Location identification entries
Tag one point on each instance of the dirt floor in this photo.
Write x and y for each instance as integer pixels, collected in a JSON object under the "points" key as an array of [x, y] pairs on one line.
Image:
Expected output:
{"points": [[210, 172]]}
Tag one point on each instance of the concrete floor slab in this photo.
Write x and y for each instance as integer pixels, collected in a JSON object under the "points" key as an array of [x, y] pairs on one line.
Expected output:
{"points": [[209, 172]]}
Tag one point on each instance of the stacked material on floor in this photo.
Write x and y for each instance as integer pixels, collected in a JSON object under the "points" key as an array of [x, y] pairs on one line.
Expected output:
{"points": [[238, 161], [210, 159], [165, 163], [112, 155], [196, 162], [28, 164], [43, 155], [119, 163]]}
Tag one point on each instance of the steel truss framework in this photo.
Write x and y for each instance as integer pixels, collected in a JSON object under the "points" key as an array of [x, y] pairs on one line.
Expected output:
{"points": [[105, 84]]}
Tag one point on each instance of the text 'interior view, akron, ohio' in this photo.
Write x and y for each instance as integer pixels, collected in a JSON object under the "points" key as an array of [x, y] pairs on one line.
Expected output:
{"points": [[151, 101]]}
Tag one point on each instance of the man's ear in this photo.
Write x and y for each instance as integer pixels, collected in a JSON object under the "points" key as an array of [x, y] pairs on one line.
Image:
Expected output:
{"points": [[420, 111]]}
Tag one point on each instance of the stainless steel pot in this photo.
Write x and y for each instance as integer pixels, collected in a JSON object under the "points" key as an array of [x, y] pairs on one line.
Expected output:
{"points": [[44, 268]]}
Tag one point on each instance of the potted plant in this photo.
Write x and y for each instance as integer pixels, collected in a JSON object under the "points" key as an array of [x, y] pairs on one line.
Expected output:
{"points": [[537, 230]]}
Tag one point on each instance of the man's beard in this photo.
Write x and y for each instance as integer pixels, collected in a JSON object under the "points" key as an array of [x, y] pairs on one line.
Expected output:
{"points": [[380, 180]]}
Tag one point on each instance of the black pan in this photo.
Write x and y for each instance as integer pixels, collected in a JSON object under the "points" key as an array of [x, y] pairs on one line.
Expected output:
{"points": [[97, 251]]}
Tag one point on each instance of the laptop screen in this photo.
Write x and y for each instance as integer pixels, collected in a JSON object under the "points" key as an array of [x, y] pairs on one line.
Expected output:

:: WHAT THE TASK REQUIRES ::
Print exactly the lines from the one with "Tag one point on each instance of the black" through the end of the data, inclusive.

:: WRITTEN ANSWER ::
Tag one point on each instance of the black pan in this photo.
Write x and y for each instance as integer pixels, collected in a JSON object under the "points" key as an array of [x, y] pairs on one line.
Expected output:
{"points": [[97, 251]]}
Tag one point on each instance of the laptop screen in this photo.
Write x and y for each instance as integer pixels, collected in a JSON object under the "points" key as an array of [x, y] pairs on one line.
Expected output:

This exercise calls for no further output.